WORK TO COMPLETE: Could you give the entries below as a Markdown table with the columns "Row" and "Entry line", numbering each line in order and leaving out blank lines?

** BEGIN TASK DATA **

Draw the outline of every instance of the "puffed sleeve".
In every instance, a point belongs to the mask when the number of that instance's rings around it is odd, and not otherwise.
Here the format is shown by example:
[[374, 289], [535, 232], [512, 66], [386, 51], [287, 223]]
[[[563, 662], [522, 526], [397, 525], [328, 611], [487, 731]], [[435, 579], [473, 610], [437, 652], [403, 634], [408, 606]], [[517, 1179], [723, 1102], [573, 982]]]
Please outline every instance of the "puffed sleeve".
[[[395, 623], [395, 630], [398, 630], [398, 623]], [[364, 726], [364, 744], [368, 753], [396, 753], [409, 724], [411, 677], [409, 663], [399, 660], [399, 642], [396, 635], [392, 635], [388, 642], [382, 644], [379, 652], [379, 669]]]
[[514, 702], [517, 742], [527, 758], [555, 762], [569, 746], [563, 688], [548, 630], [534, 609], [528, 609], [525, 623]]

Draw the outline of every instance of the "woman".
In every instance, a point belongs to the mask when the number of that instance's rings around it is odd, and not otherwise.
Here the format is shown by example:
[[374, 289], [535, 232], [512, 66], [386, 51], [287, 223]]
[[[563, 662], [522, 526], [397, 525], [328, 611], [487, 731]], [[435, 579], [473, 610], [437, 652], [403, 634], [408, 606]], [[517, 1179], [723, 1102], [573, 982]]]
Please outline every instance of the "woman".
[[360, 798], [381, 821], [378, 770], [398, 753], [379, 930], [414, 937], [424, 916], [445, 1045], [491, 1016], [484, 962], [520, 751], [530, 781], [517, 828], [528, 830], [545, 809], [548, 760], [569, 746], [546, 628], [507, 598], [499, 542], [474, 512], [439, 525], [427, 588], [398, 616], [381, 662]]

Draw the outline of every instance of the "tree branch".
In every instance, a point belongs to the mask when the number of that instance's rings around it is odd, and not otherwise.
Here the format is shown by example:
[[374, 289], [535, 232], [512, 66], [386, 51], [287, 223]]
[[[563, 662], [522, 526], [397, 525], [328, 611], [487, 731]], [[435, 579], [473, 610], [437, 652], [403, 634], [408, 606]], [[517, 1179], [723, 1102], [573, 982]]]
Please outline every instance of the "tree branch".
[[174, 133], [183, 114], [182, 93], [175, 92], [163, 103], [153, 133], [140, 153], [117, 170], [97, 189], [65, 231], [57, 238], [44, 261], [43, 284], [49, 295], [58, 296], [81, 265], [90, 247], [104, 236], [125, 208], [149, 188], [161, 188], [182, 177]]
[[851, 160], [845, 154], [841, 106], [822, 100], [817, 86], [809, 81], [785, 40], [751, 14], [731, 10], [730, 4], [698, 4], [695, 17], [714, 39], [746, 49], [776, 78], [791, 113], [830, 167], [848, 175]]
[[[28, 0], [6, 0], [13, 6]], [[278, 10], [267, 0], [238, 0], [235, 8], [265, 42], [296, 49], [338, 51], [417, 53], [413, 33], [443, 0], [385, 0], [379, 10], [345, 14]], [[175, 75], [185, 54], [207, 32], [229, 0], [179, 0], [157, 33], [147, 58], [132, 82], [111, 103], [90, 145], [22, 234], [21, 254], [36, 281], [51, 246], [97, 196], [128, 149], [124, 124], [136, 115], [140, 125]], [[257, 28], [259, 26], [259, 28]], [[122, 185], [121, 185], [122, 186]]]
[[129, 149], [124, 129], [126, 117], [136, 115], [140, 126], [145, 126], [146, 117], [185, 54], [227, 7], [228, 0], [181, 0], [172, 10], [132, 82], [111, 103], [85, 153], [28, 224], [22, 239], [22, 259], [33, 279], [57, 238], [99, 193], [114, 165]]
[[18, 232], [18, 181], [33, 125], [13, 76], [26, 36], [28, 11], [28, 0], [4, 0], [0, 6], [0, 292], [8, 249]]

** END TASK DATA **

WRITTEN RESPONSE:
| Row | Entry line |
|---|---|
| 1 | Draw the outline of every instance of the "puffed sleeve". |
| 2 | In every instance, a point belongs to the mask when the number of that instance's rings around it is odd, and not otherwise. |
| 3 | Here the format is shown by example: |
| 4 | [[374, 289], [535, 232], [512, 66], [386, 51], [287, 223]] |
| 5 | [[[563, 662], [522, 526], [397, 525], [328, 611], [487, 731]], [[435, 579], [473, 610], [437, 652], [403, 634], [408, 606]], [[517, 1179], [723, 1102], [573, 982]]] |
| 6 | Please outline every instance of the "puffed sleeve". |
| 7 | [[[395, 623], [395, 630], [398, 630], [398, 623]], [[364, 726], [364, 744], [368, 753], [396, 753], [409, 724], [411, 677], [409, 663], [399, 660], [399, 642], [396, 635], [392, 635], [388, 642], [382, 644], [379, 652], [379, 669]]] |
| 8 | [[514, 702], [517, 742], [527, 758], [555, 762], [569, 746], [563, 688], [548, 630], [534, 609], [528, 609], [525, 623]] |
| 9 | Draw the outline of every instance of the "woman". |
| 10 | In every instance, a point belongs to the mask when the number of that instance's rings around it is odd, and not otherwise. |
| 11 | Here the format is shown by example: |
| 12 | [[374, 289], [535, 232], [512, 66], [386, 51], [287, 223]] |
| 13 | [[[563, 662], [522, 526], [397, 525], [328, 611], [487, 731]], [[435, 579], [473, 610], [437, 652], [403, 634], [408, 606]], [[517, 1179], [723, 1102], [573, 982]]] |
| 14 | Please outline every instance of the "woman". |
| 15 | [[360, 798], [381, 821], [378, 770], [398, 753], [379, 930], [414, 937], [424, 916], [445, 1045], [491, 1016], [484, 962], [520, 751], [530, 781], [517, 828], [528, 830], [545, 809], [548, 760], [569, 746], [546, 628], [507, 598], [499, 542], [474, 512], [439, 525], [427, 588], [398, 616], [381, 662]] |
| 16 | Draw the outline of every instance of the "tree branch". |
| 17 | In every instance, a point belongs to the mask when the number of that instance's rings around it is odd, and not otherwise. |
| 18 | Here the format is shown by example: |
| 19 | [[374, 289], [535, 232], [512, 66], [386, 51], [287, 223]] |
| 20 | [[[563, 662], [522, 526], [397, 525], [328, 611], [487, 731]], [[435, 579], [473, 610], [437, 652], [403, 634], [408, 606]], [[517, 1179], [723, 1102], [573, 982]]] |
| 21 | Please outline every instance of the "tree branch". |
| 22 | [[174, 133], [183, 114], [182, 93], [175, 92], [163, 103], [153, 133], [140, 153], [117, 170], [97, 189], [65, 231], [57, 238], [44, 261], [43, 284], [49, 295], [58, 296], [81, 265], [90, 247], [104, 236], [125, 208], [149, 188], [161, 188], [182, 177]] |
| 23 | [[851, 160], [845, 154], [841, 106], [822, 100], [817, 86], [809, 81], [785, 40], [751, 14], [731, 10], [730, 4], [698, 4], [695, 17], [714, 39], [746, 49], [776, 78], [791, 113], [830, 167], [848, 175]] |
| 24 | [[[28, 0], [6, 0], [13, 6]], [[278, 10], [267, 0], [238, 0], [235, 8], [265, 42], [296, 49], [338, 51], [417, 53], [413, 33], [443, 0], [385, 0], [379, 10], [345, 14]], [[175, 75], [185, 54], [207, 32], [229, 0], [179, 0], [157, 33], [147, 58], [132, 82], [111, 103], [90, 145], [22, 234], [21, 254], [36, 281], [51, 246], [97, 196], [128, 149], [124, 124], [136, 115], [140, 125]], [[257, 28], [259, 26], [259, 28]], [[122, 185], [121, 185], [122, 186]]] |
| 25 | [[129, 149], [124, 129], [126, 117], [136, 115], [140, 126], [145, 126], [146, 117], [185, 54], [227, 7], [228, 0], [181, 0], [172, 10], [132, 82], [111, 103], [85, 153], [28, 224], [22, 239], [22, 259], [33, 279], [57, 238], [99, 193], [114, 165]] |
| 26 | [[18, 232], [18, 181], [33, 125], [13, 76], [26, 36], [28, 11], [28, 0], [4, 0], [0, 6], [0, 292], [8, 249]] |